Return every line of the records below that contains the string "leaf", matching case exactly.
======== ENTRIES SUPPLIED
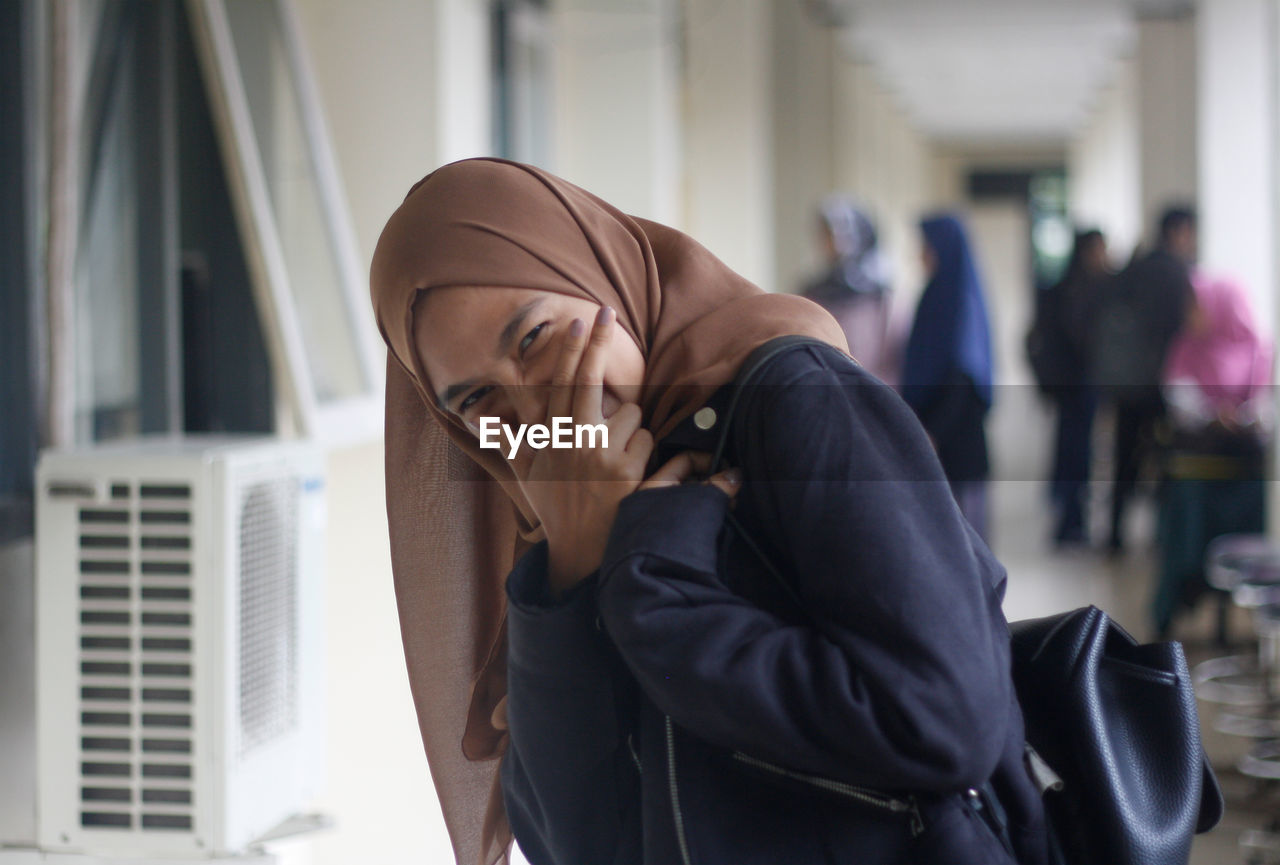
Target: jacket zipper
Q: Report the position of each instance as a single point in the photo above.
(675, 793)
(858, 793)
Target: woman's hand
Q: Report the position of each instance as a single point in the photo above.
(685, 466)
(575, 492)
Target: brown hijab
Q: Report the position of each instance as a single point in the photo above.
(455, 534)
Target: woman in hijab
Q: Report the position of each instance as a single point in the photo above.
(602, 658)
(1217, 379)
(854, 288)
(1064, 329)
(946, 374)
================
======== ENTRIES SUPPLIED
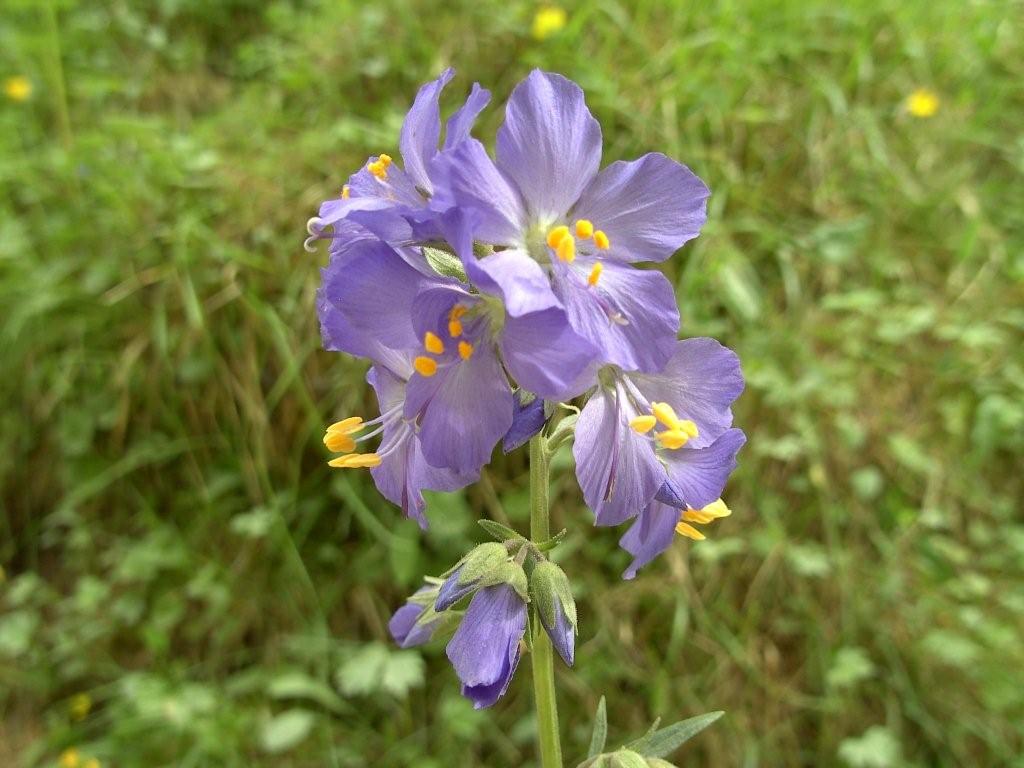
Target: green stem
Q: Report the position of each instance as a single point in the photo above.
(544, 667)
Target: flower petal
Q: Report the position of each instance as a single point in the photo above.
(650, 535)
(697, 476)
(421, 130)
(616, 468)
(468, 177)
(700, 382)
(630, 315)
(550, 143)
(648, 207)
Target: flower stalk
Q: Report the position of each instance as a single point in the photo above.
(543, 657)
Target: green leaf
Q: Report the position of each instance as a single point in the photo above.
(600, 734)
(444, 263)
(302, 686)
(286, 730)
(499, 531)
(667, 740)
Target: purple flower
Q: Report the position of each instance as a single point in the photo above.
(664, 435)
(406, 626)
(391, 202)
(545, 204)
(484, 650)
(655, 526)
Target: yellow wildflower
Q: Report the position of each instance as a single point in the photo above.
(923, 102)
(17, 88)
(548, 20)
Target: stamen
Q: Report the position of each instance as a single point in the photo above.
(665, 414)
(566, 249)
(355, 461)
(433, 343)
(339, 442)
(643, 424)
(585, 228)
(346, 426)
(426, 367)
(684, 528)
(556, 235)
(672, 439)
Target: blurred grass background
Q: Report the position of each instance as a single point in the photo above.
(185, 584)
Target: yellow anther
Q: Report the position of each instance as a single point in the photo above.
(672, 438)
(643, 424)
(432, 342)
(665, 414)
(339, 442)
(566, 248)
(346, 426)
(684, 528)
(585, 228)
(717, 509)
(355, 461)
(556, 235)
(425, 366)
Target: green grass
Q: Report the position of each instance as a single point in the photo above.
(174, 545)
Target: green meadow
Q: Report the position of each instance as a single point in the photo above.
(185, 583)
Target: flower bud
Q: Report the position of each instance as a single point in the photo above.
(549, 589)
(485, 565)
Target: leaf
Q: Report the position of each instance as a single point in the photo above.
================
======== ENTRIES SUPPLIED
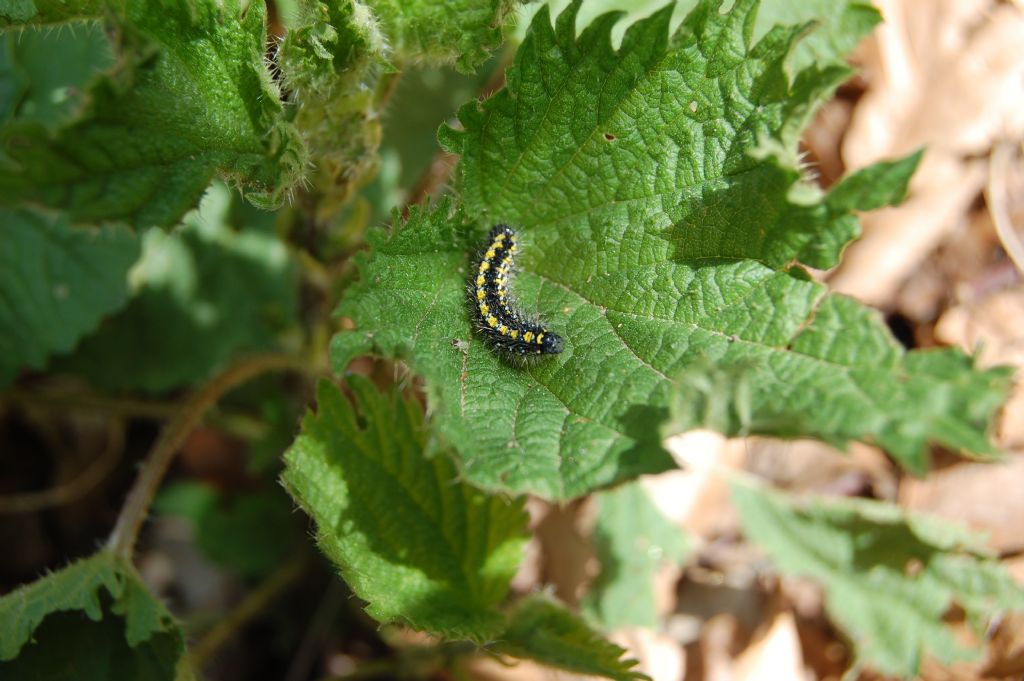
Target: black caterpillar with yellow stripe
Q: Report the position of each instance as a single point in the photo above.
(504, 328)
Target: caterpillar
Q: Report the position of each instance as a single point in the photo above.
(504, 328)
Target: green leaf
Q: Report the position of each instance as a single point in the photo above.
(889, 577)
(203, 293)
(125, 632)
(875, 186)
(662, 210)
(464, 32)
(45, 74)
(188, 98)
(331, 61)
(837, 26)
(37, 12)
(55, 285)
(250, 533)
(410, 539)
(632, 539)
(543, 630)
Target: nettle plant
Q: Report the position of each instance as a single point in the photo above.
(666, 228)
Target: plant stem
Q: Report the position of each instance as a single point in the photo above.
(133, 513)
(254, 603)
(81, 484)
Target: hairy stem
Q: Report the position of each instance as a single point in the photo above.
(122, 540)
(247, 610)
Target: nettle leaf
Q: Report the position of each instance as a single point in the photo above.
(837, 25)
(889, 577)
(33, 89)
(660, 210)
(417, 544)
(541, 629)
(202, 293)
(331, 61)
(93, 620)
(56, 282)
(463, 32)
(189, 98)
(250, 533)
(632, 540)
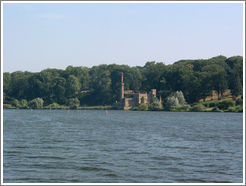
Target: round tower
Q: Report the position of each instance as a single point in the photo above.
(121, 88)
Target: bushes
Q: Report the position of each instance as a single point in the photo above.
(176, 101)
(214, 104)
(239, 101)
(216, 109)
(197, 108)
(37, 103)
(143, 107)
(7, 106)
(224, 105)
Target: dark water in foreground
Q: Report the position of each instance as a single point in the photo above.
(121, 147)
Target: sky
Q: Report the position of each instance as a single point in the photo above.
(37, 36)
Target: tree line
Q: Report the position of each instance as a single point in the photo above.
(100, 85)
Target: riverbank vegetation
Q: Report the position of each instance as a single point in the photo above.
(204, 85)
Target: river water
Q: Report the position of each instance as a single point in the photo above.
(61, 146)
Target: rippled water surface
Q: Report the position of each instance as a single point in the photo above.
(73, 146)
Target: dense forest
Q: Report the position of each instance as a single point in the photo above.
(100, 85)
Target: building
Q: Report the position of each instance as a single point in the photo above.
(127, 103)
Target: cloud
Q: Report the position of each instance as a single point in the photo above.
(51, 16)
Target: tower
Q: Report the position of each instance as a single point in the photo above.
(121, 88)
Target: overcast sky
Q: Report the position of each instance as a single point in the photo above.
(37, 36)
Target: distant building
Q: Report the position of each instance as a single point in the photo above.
================
> [RESULT]:
Target: green leaf
Target: leaf
Target: green leaf
Target: nettle leaf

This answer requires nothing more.